## REQUIRED WORK
Repeat the data word for word, beginning at the line that contains "task | place one marker on every instance of the grass" and stopping after the line that contains "[(30, 176), (341, 222), (135, 178)]".

(Records contained in a dataset)
####

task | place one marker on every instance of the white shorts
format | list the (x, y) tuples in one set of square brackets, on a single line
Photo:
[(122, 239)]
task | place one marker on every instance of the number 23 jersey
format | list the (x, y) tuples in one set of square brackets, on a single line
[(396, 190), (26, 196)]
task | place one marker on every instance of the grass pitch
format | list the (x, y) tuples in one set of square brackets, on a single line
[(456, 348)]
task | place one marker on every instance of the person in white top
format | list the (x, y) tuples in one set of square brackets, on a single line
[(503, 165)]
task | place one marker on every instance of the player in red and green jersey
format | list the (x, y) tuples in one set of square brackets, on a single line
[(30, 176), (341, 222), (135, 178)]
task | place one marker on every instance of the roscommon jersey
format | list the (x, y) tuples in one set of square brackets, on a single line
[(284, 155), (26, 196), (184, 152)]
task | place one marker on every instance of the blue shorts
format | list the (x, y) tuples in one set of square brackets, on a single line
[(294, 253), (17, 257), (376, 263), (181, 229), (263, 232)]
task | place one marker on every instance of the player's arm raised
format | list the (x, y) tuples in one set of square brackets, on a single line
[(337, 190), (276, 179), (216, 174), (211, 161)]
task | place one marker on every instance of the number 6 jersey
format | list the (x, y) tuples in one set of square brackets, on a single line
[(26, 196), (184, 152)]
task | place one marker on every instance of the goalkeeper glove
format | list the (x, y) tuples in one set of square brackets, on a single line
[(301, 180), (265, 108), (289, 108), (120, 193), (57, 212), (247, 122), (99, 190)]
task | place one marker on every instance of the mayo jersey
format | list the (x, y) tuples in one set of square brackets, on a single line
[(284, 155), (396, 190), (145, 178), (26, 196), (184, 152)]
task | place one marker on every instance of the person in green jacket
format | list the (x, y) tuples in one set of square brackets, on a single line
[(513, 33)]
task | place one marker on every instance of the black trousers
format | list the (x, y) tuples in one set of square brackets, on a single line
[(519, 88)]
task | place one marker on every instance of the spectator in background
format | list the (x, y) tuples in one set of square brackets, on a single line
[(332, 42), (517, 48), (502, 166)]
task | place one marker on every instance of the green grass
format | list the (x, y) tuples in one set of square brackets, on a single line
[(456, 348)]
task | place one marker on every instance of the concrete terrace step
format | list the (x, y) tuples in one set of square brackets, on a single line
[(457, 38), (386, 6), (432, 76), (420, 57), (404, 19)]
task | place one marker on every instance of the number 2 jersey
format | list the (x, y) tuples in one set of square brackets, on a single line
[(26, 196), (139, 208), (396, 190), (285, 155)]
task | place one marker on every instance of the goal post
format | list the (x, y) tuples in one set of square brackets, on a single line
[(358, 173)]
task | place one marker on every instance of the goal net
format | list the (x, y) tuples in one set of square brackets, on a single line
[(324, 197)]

####

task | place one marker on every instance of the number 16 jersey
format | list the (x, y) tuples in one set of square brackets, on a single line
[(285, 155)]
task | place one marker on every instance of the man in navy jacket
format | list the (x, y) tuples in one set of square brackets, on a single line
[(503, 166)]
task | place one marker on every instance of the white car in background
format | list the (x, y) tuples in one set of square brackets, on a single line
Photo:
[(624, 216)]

####

## OUTPUT BELOW
task | place one marker on every instance of the grass pitch
format | list the (x, y) tuples in one set of square brackets, on a single line
[(456, 348)]
task | place one marker on every instance of the person in white top
format | list the (x, y) tuples in one set of square brackets, on a single line
[(503, 165)]
task | place one marker on every instance of the player in red and green jersey
format | list the (x, y) tuples in one set of square brackets, on a single line
[(30, 176), (341, 222), (135, 178)]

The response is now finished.